- SHORT PROBLEM -
Present every line of the records below as a Markdown table with the columns Row and Line, numbering the rows and omitting any blank lines.

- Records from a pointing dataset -
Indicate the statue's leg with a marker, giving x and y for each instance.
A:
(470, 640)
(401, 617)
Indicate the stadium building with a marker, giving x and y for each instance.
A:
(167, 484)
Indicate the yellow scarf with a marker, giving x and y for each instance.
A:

- TASK SOLUTION -
| Row | Line |
|---|---|
| 1 | Indicate the statue's leg with a marker, giving x and y for each instance. |
| 2 | A: |
| 3 | (470, 640) |
| 4 | (401, 617) |
| 5 | Indicate the stadium building with a marker, giving x and y for each instance. |
| 6 | A: |
| 7 | (167, 484) |
| 8 | Indicate the yellow scarf with a marker, giving x and y for each instance. |
| 9 | A: |